Goal: State how many lines in the entries below contain the word "ridge". Give only the number.

Information provided:

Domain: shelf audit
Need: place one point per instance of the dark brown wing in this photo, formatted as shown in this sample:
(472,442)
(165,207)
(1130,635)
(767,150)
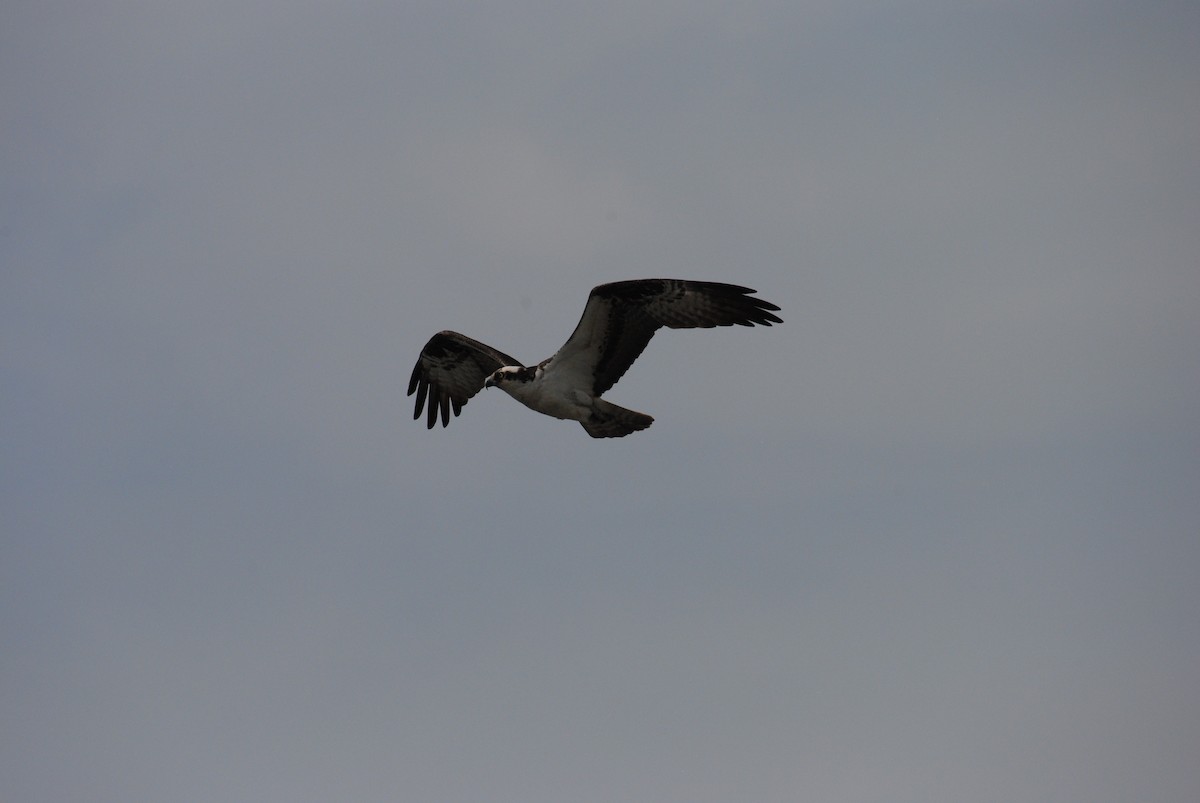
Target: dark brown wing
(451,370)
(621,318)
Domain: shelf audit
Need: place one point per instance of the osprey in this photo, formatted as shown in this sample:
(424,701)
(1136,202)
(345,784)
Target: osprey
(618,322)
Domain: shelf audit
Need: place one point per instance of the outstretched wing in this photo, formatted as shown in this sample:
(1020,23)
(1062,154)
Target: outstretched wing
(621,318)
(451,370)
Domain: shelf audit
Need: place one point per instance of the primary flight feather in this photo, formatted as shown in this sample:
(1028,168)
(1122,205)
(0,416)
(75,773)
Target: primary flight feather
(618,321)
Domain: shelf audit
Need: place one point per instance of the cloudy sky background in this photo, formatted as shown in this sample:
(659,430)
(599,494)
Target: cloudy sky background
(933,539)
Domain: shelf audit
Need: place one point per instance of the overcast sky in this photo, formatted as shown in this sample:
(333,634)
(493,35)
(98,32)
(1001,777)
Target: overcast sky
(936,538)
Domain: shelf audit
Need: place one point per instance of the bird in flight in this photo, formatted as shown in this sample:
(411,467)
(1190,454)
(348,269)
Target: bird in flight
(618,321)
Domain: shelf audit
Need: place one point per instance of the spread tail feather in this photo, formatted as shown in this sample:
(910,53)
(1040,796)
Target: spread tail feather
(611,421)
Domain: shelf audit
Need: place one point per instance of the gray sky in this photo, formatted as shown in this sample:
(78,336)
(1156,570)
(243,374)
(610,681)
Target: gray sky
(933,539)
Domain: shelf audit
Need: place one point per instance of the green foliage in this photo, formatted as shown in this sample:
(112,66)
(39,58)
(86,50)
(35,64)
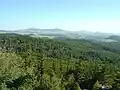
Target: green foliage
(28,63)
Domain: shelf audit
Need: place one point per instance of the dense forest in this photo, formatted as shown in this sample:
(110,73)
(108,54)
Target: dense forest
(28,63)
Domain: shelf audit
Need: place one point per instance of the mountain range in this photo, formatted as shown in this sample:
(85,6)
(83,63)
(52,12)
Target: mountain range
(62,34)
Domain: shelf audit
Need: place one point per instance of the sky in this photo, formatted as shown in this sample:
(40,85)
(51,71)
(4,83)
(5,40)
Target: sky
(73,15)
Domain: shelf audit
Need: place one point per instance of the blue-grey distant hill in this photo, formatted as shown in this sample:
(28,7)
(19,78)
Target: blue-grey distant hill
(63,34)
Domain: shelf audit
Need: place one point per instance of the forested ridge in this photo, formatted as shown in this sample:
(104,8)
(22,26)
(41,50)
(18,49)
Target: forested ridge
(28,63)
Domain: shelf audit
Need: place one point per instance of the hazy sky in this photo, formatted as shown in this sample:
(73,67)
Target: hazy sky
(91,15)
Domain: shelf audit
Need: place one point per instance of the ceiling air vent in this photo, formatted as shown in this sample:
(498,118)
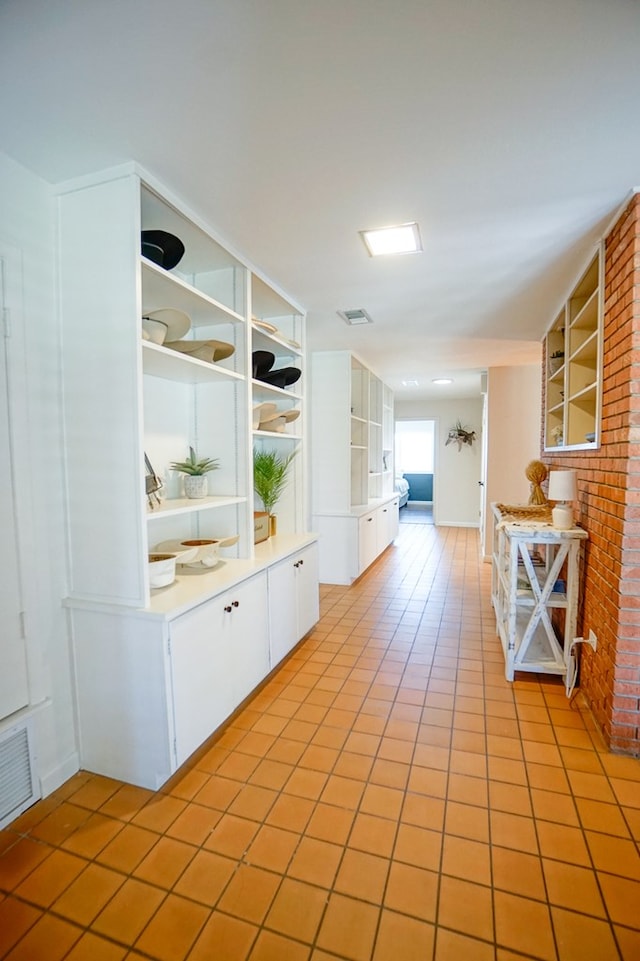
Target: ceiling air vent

Solution to this task: 2